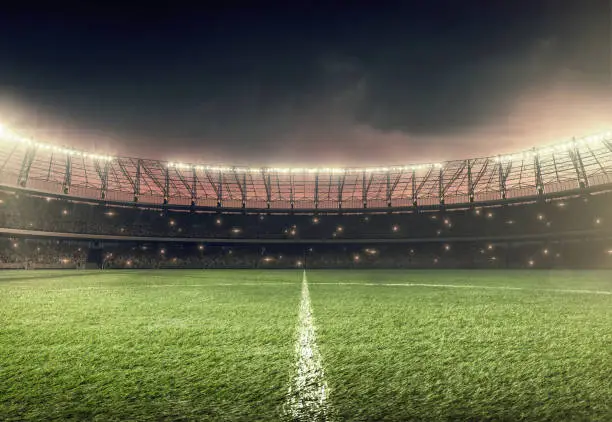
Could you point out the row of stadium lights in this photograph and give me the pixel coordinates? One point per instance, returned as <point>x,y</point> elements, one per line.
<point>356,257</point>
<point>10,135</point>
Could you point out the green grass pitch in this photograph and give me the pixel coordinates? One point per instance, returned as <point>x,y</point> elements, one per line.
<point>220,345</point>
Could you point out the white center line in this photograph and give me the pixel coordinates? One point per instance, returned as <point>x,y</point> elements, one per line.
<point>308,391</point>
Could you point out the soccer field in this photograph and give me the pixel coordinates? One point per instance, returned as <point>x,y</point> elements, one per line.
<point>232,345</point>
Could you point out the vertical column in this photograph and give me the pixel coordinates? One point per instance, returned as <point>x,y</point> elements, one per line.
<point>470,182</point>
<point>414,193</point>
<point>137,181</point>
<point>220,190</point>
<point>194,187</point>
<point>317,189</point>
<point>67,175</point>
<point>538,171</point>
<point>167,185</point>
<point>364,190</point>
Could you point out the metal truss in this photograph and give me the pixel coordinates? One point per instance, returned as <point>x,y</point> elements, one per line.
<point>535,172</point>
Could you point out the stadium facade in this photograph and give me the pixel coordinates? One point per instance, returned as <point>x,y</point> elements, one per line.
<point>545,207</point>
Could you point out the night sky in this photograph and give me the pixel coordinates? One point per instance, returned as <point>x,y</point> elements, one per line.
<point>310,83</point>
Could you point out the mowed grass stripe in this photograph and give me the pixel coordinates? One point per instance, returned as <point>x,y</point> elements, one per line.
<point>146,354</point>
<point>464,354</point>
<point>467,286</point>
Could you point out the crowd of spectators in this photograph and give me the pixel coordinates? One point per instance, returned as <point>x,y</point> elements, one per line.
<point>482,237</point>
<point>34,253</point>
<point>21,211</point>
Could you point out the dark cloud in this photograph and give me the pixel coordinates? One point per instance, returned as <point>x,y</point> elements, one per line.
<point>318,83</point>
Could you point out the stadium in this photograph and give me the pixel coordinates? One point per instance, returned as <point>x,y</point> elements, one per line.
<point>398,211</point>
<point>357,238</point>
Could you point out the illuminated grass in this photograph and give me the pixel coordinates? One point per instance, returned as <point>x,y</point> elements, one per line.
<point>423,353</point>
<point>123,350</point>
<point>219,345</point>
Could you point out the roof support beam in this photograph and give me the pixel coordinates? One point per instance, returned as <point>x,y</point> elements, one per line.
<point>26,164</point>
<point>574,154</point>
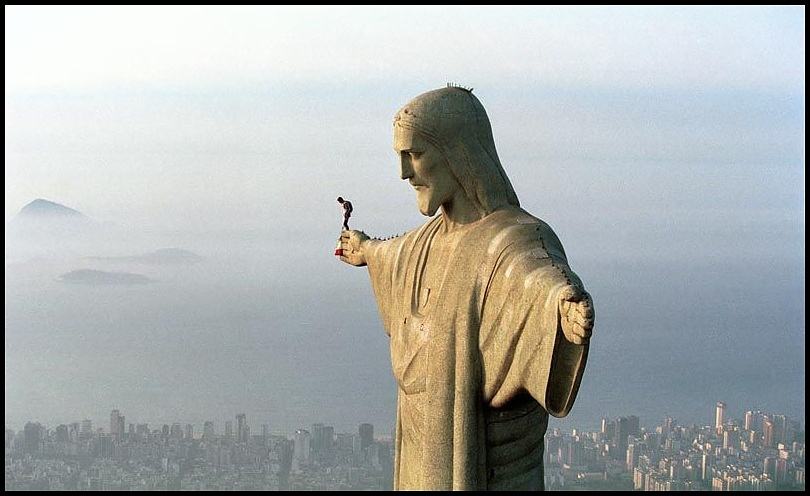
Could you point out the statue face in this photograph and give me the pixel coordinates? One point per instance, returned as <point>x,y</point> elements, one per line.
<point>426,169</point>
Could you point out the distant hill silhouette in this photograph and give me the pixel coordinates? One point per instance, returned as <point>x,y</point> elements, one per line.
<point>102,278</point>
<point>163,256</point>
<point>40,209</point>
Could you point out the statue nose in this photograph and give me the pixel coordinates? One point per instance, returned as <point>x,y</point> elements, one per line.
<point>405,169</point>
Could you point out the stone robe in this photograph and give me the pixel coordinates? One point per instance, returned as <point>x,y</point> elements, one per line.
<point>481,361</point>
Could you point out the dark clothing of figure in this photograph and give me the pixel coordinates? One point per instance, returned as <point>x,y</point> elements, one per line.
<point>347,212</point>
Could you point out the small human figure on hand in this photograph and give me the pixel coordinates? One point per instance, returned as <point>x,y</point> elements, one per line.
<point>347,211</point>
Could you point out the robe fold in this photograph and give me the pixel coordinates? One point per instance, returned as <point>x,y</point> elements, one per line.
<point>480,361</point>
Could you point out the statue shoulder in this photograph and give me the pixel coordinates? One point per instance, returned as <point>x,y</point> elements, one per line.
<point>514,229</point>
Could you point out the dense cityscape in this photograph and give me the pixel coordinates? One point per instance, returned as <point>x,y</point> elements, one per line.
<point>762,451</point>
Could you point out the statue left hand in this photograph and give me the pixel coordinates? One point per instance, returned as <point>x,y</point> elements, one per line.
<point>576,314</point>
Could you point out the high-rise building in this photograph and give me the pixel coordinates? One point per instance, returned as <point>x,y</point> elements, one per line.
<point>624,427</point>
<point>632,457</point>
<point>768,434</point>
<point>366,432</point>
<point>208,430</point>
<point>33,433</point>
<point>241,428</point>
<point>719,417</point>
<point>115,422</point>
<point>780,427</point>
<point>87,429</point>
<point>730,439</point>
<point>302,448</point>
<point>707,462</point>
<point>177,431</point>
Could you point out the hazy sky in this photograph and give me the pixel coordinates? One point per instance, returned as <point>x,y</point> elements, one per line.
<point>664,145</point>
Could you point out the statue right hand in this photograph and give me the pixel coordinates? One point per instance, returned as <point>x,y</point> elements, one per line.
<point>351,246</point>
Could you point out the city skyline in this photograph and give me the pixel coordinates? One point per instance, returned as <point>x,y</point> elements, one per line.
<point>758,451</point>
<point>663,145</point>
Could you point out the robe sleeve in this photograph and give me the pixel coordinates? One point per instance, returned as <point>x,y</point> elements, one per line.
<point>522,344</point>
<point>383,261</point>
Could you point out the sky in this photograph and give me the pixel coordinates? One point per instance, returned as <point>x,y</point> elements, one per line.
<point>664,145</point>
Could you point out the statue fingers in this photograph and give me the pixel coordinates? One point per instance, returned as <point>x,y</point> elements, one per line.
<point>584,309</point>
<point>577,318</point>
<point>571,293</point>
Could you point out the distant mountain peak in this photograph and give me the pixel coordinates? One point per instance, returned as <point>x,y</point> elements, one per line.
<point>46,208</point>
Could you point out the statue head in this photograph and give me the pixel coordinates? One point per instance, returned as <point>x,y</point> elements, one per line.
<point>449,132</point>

**Exercise prompt:** Update the lines above by replacing every instance of "in this photograph" with "in this image" and leaving everything else unchanged. Omit the pictures from the result.

**Response:**
Could you point out the row of stadium lights in this image and give me the pixel coordinates? One point per instance, returned as <point>x,y</point> elements, one per line.
<point>356,257</point>
<point>10,135</point>
Could you point out the green grass pitch in this image and give me the pixel coordinates? One point per instance, returned as <point>x,y</point> elements, one per line.
<point>220,345</point>
Could you point out the white center line in this image and give me the pixel coordinates? One point per instance, returned as <point>x,y</point> elements, one per line.
<point>308,391</point>
Could you point out the soccer field in this image and give me the pixel coordinates? One point per instance, returned as <point>x,y</point> elements, one per line.
<point>232,345</point>
Could you point out the vertical column in this image and give me the pixel coordinates? One point per instance, returned as <point>x,y</point> elements, one per line.
<point>470,182</point>
<point>414,193</point>
<point>137,181</point>
<point>220,190</point>
<point>194,187</point>
<point>317,189</point>
<point>67,175</point>
<point>538,171</point>
<point>167,185</point>
<point>364,190</point>
Could you point out the metal truss in this image and give me the pixel coordinates? One point per instance, returned as <point>x,y</point> elements, one per line.
<point>535,172</point>
Could you point out the stadium facade in this image and give me the pixel coordinates? One point per instance, returned as <point>x,y</point> elements, one per line.
<point>545,207</point>
Could you point out the night sky in this image and give me the pixel coordinates? One point per instance, returned as <point>x,y</point> elements, one per line.
<point>310,83</point>
Could you point out the mowed grass stripe in this image and give me the pixel coordinates? One point per instance, returned as <point>x,y</point> elements, one per line.
<point>146,354</point>
<point>464,354</point>
<point>467,286</point>
Could you point out the crowd of spectators in this image and give me the pixel coordinates? One point per instance, returned as <point>x,y</point> elements, one per line.
<point>482,237</point>
<point>34,253</point>
<point>21,211</point>
Could you point out the dark cloud in this image and give me the pixel coordinates? One point per instance, returned as <point>x,y</point> elements, one per line.
<point>318,83</point>
Could you point out the stadium in this image and give me the pixel coordinates? One point per instance, returned as <point>x,y</point> elements, one per line.
<point>398,211</point>
<point>357,238</point>
Could you point out the illuminated grass in this image and give me the pixel coordinates? One point per instance, returned as <point>x,y</point> elements, one per line.
<point>423,353</point>
<point>123,350</point>
<point>219,345</point>
Could you point out the roof support beam in this image and give me the pixel coordinates? One point per instance, returned as <point>x,y</point> elements, one per line.
<point>26,164</point>
<point>574,154</point>
Could you point out the statue face in this image and give me the pixel coordinates? One point per instance, returned as <point>x,y</point> elements, one per line.
<point>426,169</point>
Could you point out the distant hill silhouette in this image and give me the pixel coordinates? One point per instance, returned as <point>x,y</point> elements, one per line.
<point>102,278</point>
<point>163,256</point>
<point>40,209</point>
Could you point out the statue nose in this image and give me the pixel coordinates? One point per instance, returned as <point>x,y</point> elements, one per line.
<point>405,169</point>
Could you point out the stone robe in this image and give me the pixel coordinates? One point per instance, returned as <point>x,y</point> elements, one per line.
<point>481,361</point>
Could you point out the dark clothing of figure in this image and give me the pixel coordinates? One point per instance, returned as <point>x,y</point> elements, one per line.
<point>347,212</point>
Could you point out the small human figure on hand in this image and give me the pixel coordinates? One point per instance, returned as <point>x,y</point> elements, one per line.
<point>347,211</point>
Could you point out the robe fold in this image and give me the pixel coordinates? One point per instance, returned as <point>x,y</point> elements, one per line.
<point>480,361</point>
Could you point out the statue shoulder in this image and give me the pixel coordinates? One point per instance, returned as <point>x,y</point> elements, one per line.
<point>514,229</point>
Could you point out the dense cityscape in this image and give me the pixel coordinates? One point per instance, returned as <point>x,y</point> elements, one per line.
<point>762,451</point>
Could you point out the statue left hand in this image and give me the pixel coordinates? One point per instance, returned as <point>x,y</point> elements, one per line.
<point>576,314</point>
Could you point out the high-rise building in this image and give me the pixel coordinates? One point per instance, returned as <point>x,y</point> elements, one per line.
<point>624,427</point>
<point>632,457</point>
<point>768,434</point>
<point>366,432</point>
<point>208,430</point>
<point>33,433</point>
<point>241,428</point>
<point>719,417</point>
<point>115,422</point>
<point>780,427</point>
<point>87,429</point>
<point>730,439</point>
<point>302,448</point>
<point>707,462</point>
<point>177,431</point>
Could you point out the hazy sky in this image and give me the pixel coordinates? One point per instance, returned as <point>x,y</point> elements, one per line.
<point>664,145</point>
Could you point out the statue right hand in this image and give me the pixel coordinates? One point per instance, returned as <point>x,y</point> elements, one per line.
<point>351,246</point>
Could you point out the city skyline in this image and give me the pixel coordinates? One point per instance, returned as <point>x,y</point> elements, one per line.
<point>758,451</point>
<point>663,145</point>
Could you point out the robe sleeve in this image and give me the pixel coordinates? One point per instance, returned as <point>x,y</point> elements, one per line.
<point>522,344</point>
<point>383,261</point>
Could you point out the sky in this image and give me the pixel coordinates? One point per instance, returned as <point>x,y</point> elements, one per line.
<point>664,145</point>
Could you point out the statue fingers in this image and give me the pixel coordinates? One point per instance, returned as <point>x,y</point> elements, one per line.
<point>584,309</point>
<point>577,318</point>
<point>571,293</point>
Could you point out the distant mountain peak in this image and give me the pixel coordinates? One point per instance, returned as <point>x,y</point> elements, one per line.
<point>46,208</point>
Could you point out the statue head in this image and give me the pixel coordinates? One point per instance, returned as <point>x,y</point> elements, one per line.
<point>449,132</point>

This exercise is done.